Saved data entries
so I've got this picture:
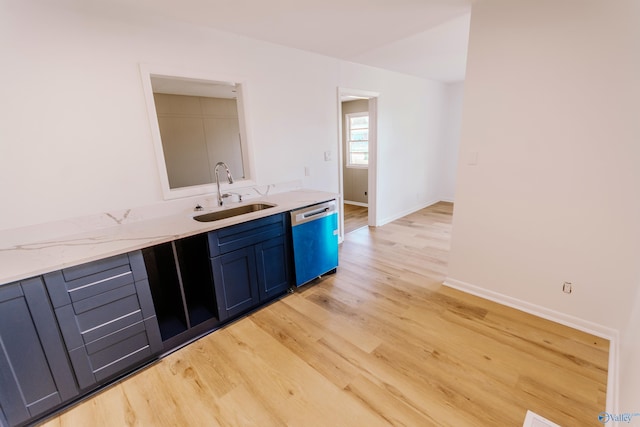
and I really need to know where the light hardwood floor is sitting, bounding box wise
[40,202,609,427]
[343,203,368,234]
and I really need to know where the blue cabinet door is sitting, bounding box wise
[255,235,290,301]
[211,247,259,321]
[0,278,78,426]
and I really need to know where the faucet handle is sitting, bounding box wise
[227,192,243,202]
[217,194,234,206]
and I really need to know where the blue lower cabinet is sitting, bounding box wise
[211,247,259,321]
[209,213,291,322]
[255,235,290,301]
[0,212,298,426]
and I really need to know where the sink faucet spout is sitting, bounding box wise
[214,162,234,206]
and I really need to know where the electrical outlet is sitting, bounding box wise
[562,282,572,294]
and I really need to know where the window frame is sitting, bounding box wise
[345,112,369,169]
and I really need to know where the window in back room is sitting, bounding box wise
[346,112,369,168]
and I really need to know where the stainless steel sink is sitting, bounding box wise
[193,203,276,222]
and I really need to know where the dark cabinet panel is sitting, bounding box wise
[0,278,77,427]
[46,263,133,308]
[207,213,285,256]
[208,213,292,322]
[43,251,162,391]
[0,209,298,425]
[255,235,290,301]
[211,246,259,321]
[60,253,130,283]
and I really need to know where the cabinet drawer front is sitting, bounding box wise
[62,253,130,282]
[56,300,144,351]
[66,266,134,302]
[72,283,137,314]
[89,331,151,375]
[45,266,134,307]
[93,345,152,384]
[84,320,147,355]
[208,213,284,256]
[45,251,148,308]
[83,310,144,345]
[68,334,153,389]
[75,294,142,335]
[0,282,23,300]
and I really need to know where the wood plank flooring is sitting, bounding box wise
[40,202,609,427]
[343,203,368,234]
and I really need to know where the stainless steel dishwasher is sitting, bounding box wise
[290,200,339,286]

How to complete this task: Give back an exact reproduction of the entries, with all pictures excluded.

Answer for the task:
so I've got this picture:
and I really need to know where the light hardwood floor is sitting, bounding box wise
[40,202,609,427]
[343,203,368,234]
and I really need to know where the blue cabinet door is sitting, bounding box wise
[255,235,290,301]
[211,247,259,321]
[0,278,78,426]
and I really need to know where the faucet handle is sitting, bounding box wise
[227,192,243,202]
[217,194,234,206]
and I really need to know where the blue lower cabinet is sitting, bounding box wise
[211,247,259,321]
[209,213,291,322]
[255,235,290,301]
[0,212,298,426]
and I really need to know where the sink faucet spout is sitting, bounding box wise
[214,162,234,206]
and I really need to know where the electrical outlet is sitting, bounding box wise
[562,282,572,294]
and I really need to know where the window frame is sitting, bounding box wise
[345,112,369,169]
and I really need to know where the window in back room is sitting, bounding box wise
[346,112,369,168]
and I really need to know where the stainless steel sink is sitting, bounding box wise
[193,203,276,222]
and I really need to know where the dark cabinet panel is sitting, bounding box wise
[0,278,77,427]
[46,263,133,308]
[207,213,285,256]
[208,213,292,322]
[43,251,162,391]
[0,209,298,425]
[255,235,290,301]
[211,246,259,321]
[60,253,130,283]
and I really need to know where the cabinet drawer front is sitting, bounding box wise
[62,253,130,282]
[56,300,144,351]
[66,266,134,302]
[72,283,137,314]
[89,331,151,375]
[45,266,134,307]
[93,345,152,384]
[84,320,147,355]
[208,213,284,256]
[45,251,148,308]
[83,310,144,345]
[68,334,153,389]
[75,294,142,335]
[0,282,23,300]
and I really need to know where the wood plank flooring is sitting, bounding box wise
[40,202,609,427]
[343,203,368,234]
and I really need to know where the stainless steel dishwasher is sitting, bounding box wise
[290,200,339,286]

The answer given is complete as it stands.